*Brief*
Retype the material that follows, keeping every word as it is.

*Given data*
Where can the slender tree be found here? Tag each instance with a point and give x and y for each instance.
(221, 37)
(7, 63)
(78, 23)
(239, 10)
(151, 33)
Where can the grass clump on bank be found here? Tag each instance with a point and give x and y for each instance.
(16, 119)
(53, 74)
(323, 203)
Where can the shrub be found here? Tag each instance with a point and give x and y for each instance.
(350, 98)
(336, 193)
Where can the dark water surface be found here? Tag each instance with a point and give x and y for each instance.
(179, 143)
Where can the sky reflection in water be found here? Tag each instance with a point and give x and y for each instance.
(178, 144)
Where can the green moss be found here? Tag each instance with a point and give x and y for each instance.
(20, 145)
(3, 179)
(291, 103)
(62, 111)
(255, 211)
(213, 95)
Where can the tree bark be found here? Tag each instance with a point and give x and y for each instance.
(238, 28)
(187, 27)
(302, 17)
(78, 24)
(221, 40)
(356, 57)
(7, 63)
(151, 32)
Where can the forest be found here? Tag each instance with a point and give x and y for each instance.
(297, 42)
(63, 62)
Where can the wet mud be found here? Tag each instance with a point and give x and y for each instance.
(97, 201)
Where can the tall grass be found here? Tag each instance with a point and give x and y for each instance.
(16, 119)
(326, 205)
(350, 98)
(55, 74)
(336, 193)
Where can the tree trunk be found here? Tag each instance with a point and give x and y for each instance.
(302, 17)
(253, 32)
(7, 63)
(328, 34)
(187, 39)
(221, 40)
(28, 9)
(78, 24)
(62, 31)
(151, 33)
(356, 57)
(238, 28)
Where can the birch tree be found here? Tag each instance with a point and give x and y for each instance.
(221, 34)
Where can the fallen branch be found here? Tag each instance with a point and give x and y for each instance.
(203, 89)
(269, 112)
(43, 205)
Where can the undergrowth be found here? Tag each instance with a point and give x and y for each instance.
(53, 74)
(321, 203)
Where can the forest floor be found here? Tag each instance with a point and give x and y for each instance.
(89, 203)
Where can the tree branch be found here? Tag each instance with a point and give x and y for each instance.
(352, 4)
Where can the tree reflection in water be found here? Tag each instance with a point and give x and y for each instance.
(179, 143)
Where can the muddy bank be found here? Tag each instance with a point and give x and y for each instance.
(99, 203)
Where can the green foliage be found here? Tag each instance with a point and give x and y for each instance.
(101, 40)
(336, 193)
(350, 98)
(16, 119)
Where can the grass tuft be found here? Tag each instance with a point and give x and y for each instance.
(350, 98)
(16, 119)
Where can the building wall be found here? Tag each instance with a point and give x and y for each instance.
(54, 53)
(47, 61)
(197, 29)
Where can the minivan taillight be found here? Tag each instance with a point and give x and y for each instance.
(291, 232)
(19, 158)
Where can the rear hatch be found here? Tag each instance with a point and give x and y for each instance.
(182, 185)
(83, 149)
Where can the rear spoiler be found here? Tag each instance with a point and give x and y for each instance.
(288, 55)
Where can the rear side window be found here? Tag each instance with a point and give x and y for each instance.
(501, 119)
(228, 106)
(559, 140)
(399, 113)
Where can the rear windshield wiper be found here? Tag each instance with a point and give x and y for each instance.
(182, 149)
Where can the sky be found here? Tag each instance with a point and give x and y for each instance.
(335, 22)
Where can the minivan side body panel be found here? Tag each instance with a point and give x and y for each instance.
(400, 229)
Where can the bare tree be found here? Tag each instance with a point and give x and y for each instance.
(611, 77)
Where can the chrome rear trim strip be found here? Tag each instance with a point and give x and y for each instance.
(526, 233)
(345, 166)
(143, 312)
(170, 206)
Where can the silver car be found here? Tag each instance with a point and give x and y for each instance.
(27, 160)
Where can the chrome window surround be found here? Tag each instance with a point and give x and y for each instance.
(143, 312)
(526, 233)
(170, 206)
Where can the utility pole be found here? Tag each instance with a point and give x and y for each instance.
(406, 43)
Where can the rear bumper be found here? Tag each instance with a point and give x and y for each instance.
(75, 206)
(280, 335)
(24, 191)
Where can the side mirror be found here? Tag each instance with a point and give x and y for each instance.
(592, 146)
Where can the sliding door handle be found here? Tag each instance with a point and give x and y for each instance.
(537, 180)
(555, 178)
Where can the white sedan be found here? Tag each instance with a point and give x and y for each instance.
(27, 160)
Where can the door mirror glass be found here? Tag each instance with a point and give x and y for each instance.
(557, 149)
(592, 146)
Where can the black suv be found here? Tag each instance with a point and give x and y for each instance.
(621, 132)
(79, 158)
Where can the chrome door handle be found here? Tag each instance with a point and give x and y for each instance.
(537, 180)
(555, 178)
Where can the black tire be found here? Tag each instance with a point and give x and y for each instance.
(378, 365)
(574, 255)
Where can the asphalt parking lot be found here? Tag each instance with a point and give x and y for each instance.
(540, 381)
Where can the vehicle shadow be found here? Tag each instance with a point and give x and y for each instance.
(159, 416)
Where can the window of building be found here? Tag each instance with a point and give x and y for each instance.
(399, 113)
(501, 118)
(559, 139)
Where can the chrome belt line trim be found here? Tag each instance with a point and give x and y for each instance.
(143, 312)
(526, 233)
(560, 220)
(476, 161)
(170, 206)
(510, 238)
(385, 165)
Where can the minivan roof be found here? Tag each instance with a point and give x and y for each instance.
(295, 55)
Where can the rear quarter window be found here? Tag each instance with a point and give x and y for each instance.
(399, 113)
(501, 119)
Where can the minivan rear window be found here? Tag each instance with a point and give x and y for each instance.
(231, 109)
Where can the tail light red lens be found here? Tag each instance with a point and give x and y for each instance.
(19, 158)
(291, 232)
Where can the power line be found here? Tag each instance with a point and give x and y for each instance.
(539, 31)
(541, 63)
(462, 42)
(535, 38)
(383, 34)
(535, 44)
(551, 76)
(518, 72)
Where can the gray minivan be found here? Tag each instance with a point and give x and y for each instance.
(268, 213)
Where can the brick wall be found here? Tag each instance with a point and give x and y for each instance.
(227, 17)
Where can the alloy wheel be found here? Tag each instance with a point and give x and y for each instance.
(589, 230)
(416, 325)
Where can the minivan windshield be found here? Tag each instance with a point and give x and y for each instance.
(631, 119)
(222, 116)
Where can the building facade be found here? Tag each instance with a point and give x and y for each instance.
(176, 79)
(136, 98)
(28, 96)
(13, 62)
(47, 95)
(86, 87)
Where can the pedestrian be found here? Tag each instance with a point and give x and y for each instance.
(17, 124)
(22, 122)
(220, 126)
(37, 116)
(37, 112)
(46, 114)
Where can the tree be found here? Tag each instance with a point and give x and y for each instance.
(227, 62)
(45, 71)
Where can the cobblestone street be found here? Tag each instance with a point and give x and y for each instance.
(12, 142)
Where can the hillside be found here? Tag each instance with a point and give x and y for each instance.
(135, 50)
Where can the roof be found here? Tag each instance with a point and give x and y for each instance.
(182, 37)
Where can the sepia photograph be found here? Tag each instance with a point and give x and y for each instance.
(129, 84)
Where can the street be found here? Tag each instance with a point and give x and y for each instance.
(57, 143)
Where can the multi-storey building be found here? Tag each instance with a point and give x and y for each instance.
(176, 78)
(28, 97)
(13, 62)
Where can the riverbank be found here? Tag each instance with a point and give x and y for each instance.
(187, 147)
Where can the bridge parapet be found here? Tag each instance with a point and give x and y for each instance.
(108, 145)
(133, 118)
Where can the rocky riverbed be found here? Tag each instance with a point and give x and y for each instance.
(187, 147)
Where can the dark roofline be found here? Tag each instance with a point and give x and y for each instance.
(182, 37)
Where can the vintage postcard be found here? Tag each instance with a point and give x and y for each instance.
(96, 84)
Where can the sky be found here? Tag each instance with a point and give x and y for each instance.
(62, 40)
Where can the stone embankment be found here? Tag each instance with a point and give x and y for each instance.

*Exercise result*
Where can the slender tree be found here? Tag each instance with a point and give x and y for each instance.
(221, 37)
(7, 63)
(78, 23)
(239, 10)
(151, 33)
Where can the grass clump on bank be found here? Tag each instance with a point and give x and y for each instance.
(16, 119)
(53, 74)
(323, 203)
Where can the shrub be found here? Tag each instance with a point and give x and y for each instance.
(350, 98)
(336, 193)
Where can the dark water surface be found here? Tag each instance with a point and give x and y for each instance.
(179, 143)
Where can the sky reflection in water be found here? Tag each instance with a point and give x and y for each instance.
(178, 144)
Where can the green moss be found here? Tag each instance with a point and give x and y for each instance.
(20, 145)
(3, 179)
(291, 103)
(62, 111)
(255, 211)
(213, 95)
Where can the tree bark be found here? Tag each instance with a point and give x and y for each instance.
(238, 28)
(187, 27)
(302, 17)
(78, 24)
(221, 40)
(356, 57)
(7, 63)
(151, 32)
Where can the forest be found here? Tag each instance with a point and give x and y for each instance.
(297, 42)
(63, 62)
Where can the wet mud be found here? Tag each instance with a point and give x and y for each instance.
(97, 201)
Where can the tall grass be found here? Tag each instance with a point and give x and y for each instance.
(16, 119)
(326, 205)
(350, 98)
(55, 74)
(336, 193)
Where can the tree trunk be found here? Tag each instance with a point and give x and y for each instance.
(302, 17)
(253, 32)
(7, 63)
(328, 34)
(187, 39)
(221, 40)
(28, 9)
(78, 24)
(62, 31)
(151, 33)
(356, 57)
(238, 28)
Where can the birch tree be found here? Tag each instance with a point and give x and y for each instance.
(221, 34)
Where can the fallen branch be found here? Tag each instance with a point and give x and y for each instance.
(203, 89)
(269, 112)
(43, 205)
Where can the undergrowth be found here? Tag each instance with a point and give x and y for each instance.
(53, 74)
(321, 203)
Where can the forest floor be found here? Tag each instance with a point and give x and y for each instance.
(89, 203)
Where can the tree branch be found here? Tag each instance with a point and give x and y for each instance.
(352, 4)
Where can the tree reflection in water be found here? Tag each instance with a point and give x and y for each instance.
(179, 143)
Where can the muddy bank be found here? Tag each instance with a point and give x and y for each instance.
(99, 203)
Where can the green foliage be found here? Tag each instance with a point and give x and y for each instance.
(101, 40)
(336, 193)
(350, 98)
(16, 119)
Where can the grass tuft be found here? Tag each instance with a point and give x and y for each instance.
(350, 98)
(16, 119)
Where can the building wall be found here? Tag each instance with a point and give x and y for each instance.
(54, 53)
(47, 61)
(197, 29)
Where can the minivan taillight be found here? Tag each instance with a point and give x and y for each instance.
(291, 232)
(19, 158)
Where can the rear hatch be found here? Tag each instance with a point and give x and y for each instance.
(182, 185)
(83, 149)
Where can the rear spoiler be found here? Tag each instance with a point and give x and y for each instance.
(288, 55)
Where can the rear side window be found here? Tag each instance with a point and give x and y for each instance.
(501, 119)
(228, 106)
(559, 140)
(399, 113)
Where can the rear windshield wiper be found here? Tag each instance with a point and give x and y for each instance.
(182, 149)
Where can the sky be found here? Tag each instance with a point and give x and y for each instance.
(335, 22)
Where can the minivan side body panel be found here? Tag each instance with a point and give x and y for each instance.
(400, 229)
Where can the bare tree be found here? Tag each instance with a point and give x and y for each instance.
(611, 77)
Where can the chrome rear trim strip be found here? Tag each instance with a point and give x and y for each instance.
(526, 233)
(345, 166)
(143, 312)
(170, 206)
Where can the silver car be found here? Tag each instance with a point and give x and y for each instance.
(27, 160)
Where can the chrome window surround be found here? Tag each instance with a point and give x and y for each instance.
(143, 312)
(526, 233)
(170, 206)
Where can the utility pole be found here? Tag each instance with a point and give x and y for each instance.
(406, 43)
Where can the rear bumper be found here? Tag each instance with a point and give x and y for each instance.
(75, 206)
(280, 335)
(24, 191)
Where can the side mirror be found here? Tag each instance with a point and give x and y for each instance.
(592, 146)
Where can the sliding door handle be found here? Tag each instance with a point and give x and y for each instance.
(537, 180)
(555, 178)
Where can the white sedan be found here? Tag each instance with a point and give x and y for each instance.
(27, 160)
Where can the door mirror glass be found here? Tag each instance with a point and give x and y for each instance.
(557, 149)
(592, 146)
Where can the black suv be found here? Tag each instance with a point and give x and y for each instance.
(621, 132)
(79, 158)
Where can the chrome door handle be found here? Tag each instance with a point and give x and y for each instance.
(537, 180)
(555, 178)
Where can the black tire be found here? Tag each instance with a point and give x and y for each instance.
(378, 365)
(574, 255)
Where can the asphalt parking lot be found here? Tag each instance with a point and give x and y for each instance.
(540, 381)
Where can the vehicle shadow be found here? Tag each instance with a point and give x and y for each instance.
(159, 416)
Where can the window of building be found here? Tag each instance with a point and give x and y for each instance.
(399, 113)
(501, 118)
(559, 139)
Where can the chrome belt line trim be found here? Tag each instance with a point and give x and y for each instance.
(143, 312)
(526, 233)
(560, 220)
(476, 161)
(170, 206)
(510, 238)
(385, 165)
Where can the minivan roof be found here? Tag each instance with a point and give x and y for each instance.
(295, 55)
Where can the rear quarter window be found here? Tag each instance with a point and give x and y for each instance.
(399, 113)
(501, 119)
Where can the minivan rear window be found here? Tag each instance with a point and give x and y for each instance.
(231, 109)
Where can the tail light red lens be found here? Tag each instance with a point and give x and y for each instance.
(19, 158)
(291, 232)
Where can the power line be found here? Tag each instance with a point and give x and y for each instance.
(539, 31)
(541, 63)
(462, 42)
(535, 38)
(383, 34)
(535, 44)
(551, 76)
(518, 72)
Where can the gray minivan be found here? Tag each instance with a point and give x and y for each instance.
(268, 213)
Where can the brick wall be found here? Tag each instance with a point and give x and y for each instance.
(227, 17)
Where can the alloy wheel be found here? Tag each instance with a point and give x and y for each instance.
(589, 230)
(416, 325)
Where can the minivan windshield be found here? Tag each instance with a point and give x and y for each instance.
(631, 119)
(222, 116)
Where can the building facade be found here? Tag each instance with a point and give x and y for each instance.
(176, 79)
(136, 98)
(28, 96)
(13, 62)
(47, 95)
(86, 87)
Where can the pedestrian be found here? Tag each instance with a point and give x and y for each instance.
(17, 124)
(22, 122)
(220, 126)
(37, 116)
(37, 112)
(46, 114)
Where can the tree be found here? Tag each instance with a point and give x and y for each instance.
(227, 62)
(45, 71)
Where can the cobblestone street be found here? Tag each instance with a point and give x and y for each instance.
(12, 142)
Where can the hillside be found here? Tag each instance with a point and give x and y for each instance.
(135, 50)
Where can the roof be found here? Tag each instance with a point and give x and y for each instance.
(182, 37)
Where can the sepia photograph be found here? Tag each instance with a point and give x and y for each instance.
(129, 84)
Where can the street be found here? Tag each instance with a point and give x and y for each instance.
(57, 143)
Where can the multi-storey building be found here? Tag each instance with a point and give x and y for each instance.
(176, 78)
(28, 97)
(13, 62)
Where can the riverbank be found here? Tag each instance with a point and give x and y for each instance.
(187, 147)
Where can the bridge parapet be found here? Tag each instance with a point and give x and y for each instance.
(108, 145)
(133, 118)
Where can the rocky riverbed be found here? Tag each instance with a point and give x and y for each instance.
(187, 147)
Where can the dark roofline be found here? Tag each instance with a point and give x and y for each instance.
(182, 37)
Where can the vintage postcard be found here? Tag each instance with a point and give x and y for each instance.
(96, 84)
Where can the sky be found here? Tag each instance with a point and give x and y for each instance.
(62, 40)
Where can the stone embankment be found here? Tag each instance with a point and give x and y for each instance.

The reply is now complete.